READING TEXT:

The next day, Friday, February 8, we flew from Addis Ababa to Gondar (a distance of about 700 km), a city in the northern portion of Ethiopia. Although Addis is Ethiopia’s capital, we found out that Gondar was the original capital of the country. Gondar is called the “City of the Kings” because it was here that the monarchy lived and ruled. This area that we were in is also nearby where the source of the Nile River starts. It seems that there is much spiritual significance here – many ancient, ruling spirits. Brother Jemal had a contact in this area so arrangements had been made for meetings over the course of this weekend.

TO-DO LIST:
a) Do the following statements agree with the text about the flight to Gondar? Answer yes or no for each, and quote the words from the text that decide it. (i) The flight from Addis Ababa to Gondar covered roughly 700 km. (ii) Addis Ababa was Ethiopia's first capital. (iii) The meetings in this area were set for the following week.
b) Copy, without any change, the part of the text about the flight to Gondar that opens with the words containing "The next day, Friday, February" and closes with "of this weekend.".

DATA LISTING:
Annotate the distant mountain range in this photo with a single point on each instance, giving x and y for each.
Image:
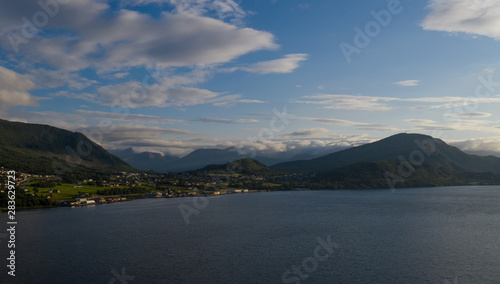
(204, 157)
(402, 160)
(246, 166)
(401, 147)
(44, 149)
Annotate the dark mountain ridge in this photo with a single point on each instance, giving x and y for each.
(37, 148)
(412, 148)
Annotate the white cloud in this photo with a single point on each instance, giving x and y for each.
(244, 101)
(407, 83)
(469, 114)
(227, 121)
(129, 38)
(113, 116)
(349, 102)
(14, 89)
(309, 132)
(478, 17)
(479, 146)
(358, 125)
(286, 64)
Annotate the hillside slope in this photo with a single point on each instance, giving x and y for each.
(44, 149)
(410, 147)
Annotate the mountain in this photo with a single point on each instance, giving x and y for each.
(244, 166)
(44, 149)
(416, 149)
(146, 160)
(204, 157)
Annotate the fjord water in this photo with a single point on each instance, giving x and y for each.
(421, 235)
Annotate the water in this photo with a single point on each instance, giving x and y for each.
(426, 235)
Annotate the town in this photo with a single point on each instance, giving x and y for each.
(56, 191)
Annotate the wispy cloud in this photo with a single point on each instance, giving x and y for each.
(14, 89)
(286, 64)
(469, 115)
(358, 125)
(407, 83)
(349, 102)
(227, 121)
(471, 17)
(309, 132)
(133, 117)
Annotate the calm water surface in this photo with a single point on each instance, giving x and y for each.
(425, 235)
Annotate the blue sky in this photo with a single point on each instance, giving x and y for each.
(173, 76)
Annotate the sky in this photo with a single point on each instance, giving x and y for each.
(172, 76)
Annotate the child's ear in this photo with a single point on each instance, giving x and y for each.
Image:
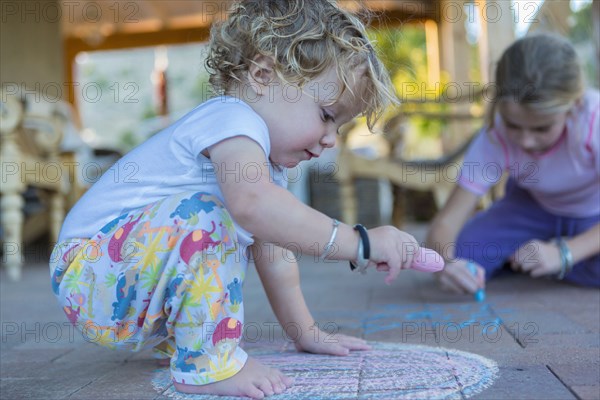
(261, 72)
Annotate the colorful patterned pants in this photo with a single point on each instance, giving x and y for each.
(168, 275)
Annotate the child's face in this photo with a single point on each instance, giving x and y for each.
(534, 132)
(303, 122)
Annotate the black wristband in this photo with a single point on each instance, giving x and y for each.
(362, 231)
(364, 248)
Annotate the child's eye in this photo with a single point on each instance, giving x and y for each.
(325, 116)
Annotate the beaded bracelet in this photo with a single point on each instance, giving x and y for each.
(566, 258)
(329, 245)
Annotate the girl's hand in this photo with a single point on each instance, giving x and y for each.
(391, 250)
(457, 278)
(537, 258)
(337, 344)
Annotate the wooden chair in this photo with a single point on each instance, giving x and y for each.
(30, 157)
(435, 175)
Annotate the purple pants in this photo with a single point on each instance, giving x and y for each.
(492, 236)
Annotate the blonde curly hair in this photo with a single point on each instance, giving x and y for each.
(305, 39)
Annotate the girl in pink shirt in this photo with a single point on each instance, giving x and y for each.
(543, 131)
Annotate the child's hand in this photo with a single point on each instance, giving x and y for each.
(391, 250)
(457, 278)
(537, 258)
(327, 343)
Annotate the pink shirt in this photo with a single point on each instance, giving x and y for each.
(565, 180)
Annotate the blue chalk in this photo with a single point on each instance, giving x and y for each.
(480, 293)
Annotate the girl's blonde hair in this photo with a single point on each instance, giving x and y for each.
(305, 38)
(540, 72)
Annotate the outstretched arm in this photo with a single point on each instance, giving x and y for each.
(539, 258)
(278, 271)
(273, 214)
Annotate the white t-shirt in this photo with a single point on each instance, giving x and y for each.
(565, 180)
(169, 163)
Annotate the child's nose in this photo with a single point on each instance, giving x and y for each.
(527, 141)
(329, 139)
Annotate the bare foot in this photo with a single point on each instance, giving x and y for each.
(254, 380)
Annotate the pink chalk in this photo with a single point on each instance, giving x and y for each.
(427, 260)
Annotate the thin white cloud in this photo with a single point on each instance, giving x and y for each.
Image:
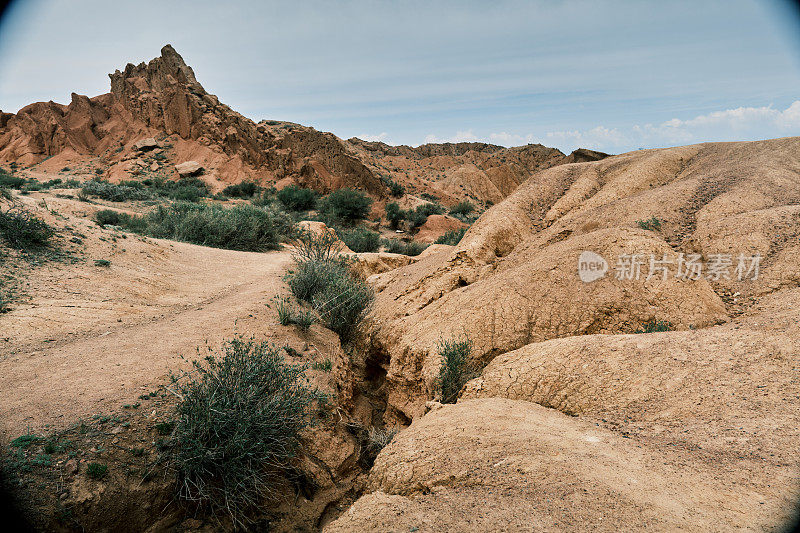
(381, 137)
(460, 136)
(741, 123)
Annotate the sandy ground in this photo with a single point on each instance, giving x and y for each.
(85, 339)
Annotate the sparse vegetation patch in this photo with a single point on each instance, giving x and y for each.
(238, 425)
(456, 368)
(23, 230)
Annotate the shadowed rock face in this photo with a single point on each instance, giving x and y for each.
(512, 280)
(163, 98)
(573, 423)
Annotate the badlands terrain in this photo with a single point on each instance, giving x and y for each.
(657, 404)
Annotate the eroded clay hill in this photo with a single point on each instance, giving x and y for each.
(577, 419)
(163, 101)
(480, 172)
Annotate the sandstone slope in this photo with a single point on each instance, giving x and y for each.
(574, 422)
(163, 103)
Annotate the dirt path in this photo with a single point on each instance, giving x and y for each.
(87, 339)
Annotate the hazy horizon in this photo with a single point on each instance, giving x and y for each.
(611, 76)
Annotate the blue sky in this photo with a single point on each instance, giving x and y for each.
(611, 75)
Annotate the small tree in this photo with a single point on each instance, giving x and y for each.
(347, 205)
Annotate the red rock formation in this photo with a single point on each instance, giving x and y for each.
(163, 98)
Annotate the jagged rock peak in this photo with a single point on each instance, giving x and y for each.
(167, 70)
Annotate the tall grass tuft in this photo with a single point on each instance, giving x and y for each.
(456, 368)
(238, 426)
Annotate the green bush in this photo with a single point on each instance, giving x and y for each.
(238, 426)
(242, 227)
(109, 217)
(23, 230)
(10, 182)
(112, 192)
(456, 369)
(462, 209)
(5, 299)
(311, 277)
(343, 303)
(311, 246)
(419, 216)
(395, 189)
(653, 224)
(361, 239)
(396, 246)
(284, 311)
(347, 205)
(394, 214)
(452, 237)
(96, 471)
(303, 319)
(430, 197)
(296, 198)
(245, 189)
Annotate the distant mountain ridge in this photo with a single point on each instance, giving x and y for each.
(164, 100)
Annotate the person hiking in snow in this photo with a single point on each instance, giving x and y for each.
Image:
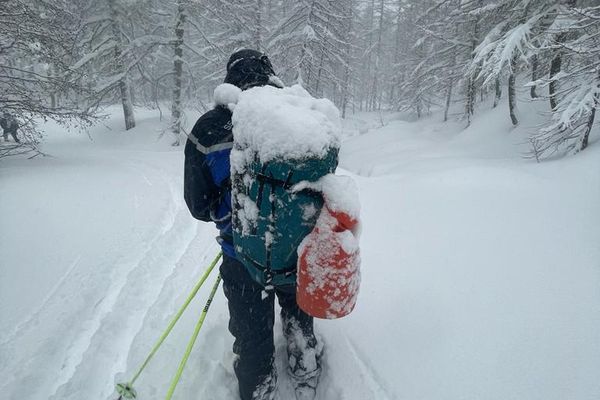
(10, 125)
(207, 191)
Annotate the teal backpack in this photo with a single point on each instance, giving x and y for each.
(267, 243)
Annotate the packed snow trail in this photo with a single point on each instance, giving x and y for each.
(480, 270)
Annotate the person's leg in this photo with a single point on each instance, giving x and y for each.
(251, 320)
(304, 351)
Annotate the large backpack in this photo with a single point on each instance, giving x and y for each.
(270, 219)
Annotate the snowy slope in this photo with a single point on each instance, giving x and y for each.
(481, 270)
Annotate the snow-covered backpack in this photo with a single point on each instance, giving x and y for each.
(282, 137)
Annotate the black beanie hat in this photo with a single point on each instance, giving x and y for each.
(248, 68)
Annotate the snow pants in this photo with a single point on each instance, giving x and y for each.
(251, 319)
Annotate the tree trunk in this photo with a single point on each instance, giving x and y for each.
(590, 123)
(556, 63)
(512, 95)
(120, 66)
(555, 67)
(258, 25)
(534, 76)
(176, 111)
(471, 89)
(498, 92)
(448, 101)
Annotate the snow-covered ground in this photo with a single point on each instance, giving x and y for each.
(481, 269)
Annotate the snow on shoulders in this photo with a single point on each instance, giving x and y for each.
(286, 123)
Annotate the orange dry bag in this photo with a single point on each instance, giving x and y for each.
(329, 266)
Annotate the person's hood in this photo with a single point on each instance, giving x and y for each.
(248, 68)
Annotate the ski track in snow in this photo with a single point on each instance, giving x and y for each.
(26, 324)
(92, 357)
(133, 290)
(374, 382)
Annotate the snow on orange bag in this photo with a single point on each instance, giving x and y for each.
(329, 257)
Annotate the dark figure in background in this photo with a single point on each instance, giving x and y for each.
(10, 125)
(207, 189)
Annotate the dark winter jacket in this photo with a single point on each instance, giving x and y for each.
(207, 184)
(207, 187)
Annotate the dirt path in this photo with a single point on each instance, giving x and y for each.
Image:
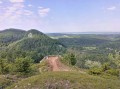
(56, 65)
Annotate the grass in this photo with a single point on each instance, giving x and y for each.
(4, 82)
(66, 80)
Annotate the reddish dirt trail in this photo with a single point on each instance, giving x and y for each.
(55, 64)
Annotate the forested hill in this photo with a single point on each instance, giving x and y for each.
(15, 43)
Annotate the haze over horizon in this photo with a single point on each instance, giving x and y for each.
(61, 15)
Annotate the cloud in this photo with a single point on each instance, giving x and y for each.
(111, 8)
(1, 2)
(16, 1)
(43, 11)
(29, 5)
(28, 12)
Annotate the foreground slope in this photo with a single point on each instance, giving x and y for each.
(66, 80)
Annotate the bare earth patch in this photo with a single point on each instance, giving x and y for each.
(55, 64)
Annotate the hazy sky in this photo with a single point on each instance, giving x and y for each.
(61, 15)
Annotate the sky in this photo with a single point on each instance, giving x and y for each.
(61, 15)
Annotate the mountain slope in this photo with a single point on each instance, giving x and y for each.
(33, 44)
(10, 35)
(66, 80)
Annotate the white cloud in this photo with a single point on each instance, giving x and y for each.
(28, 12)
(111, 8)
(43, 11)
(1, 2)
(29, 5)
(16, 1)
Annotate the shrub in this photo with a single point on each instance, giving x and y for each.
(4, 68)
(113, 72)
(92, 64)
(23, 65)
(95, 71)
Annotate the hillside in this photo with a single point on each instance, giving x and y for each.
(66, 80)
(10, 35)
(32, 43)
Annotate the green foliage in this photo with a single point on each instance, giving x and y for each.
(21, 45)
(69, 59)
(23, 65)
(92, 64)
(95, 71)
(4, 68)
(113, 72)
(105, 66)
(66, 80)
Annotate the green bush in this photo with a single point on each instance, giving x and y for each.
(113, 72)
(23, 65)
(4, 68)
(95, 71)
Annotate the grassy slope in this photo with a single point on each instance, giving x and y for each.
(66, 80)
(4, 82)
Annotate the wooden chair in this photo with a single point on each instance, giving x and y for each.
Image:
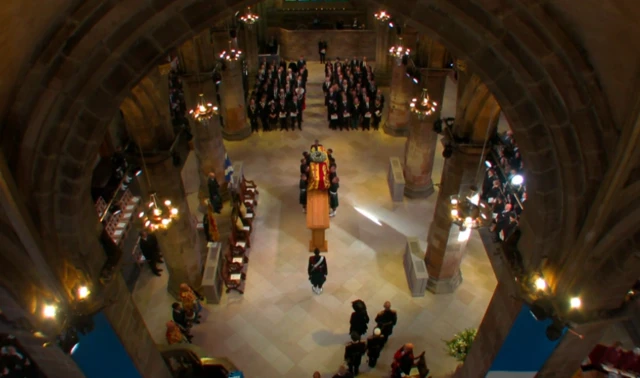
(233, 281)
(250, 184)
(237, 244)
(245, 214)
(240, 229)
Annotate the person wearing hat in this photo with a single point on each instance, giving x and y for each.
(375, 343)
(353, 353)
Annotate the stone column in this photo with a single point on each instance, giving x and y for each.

SOLVED PROBLEMS:
a)
(i) Yes: "a distance of about 700 km"
(ii) No: "Gondar was the original capital of the country"
(iii) No: "arrangements had been made for meetings over the course of this weekend"

b)
The next day, Friday, February 8, we flew from Addis Ababa to Gondar (a distance of about 700 km), a city in the northern portion of Ethiopia. Although Addis is Ethiopia’s capital, we found out that Gondar was the original capital of the country. Gondar is called the “City of the Kings” because it was here that the monarchy lived and ruled. This area that we were in is also nearby where the source of the Nile River starts. It seems that there is much spiritual significance here – many ancient, ruling spirits. Brother Jemal had a contact in this area so arrangements had been made for meetings over the course of this weekend.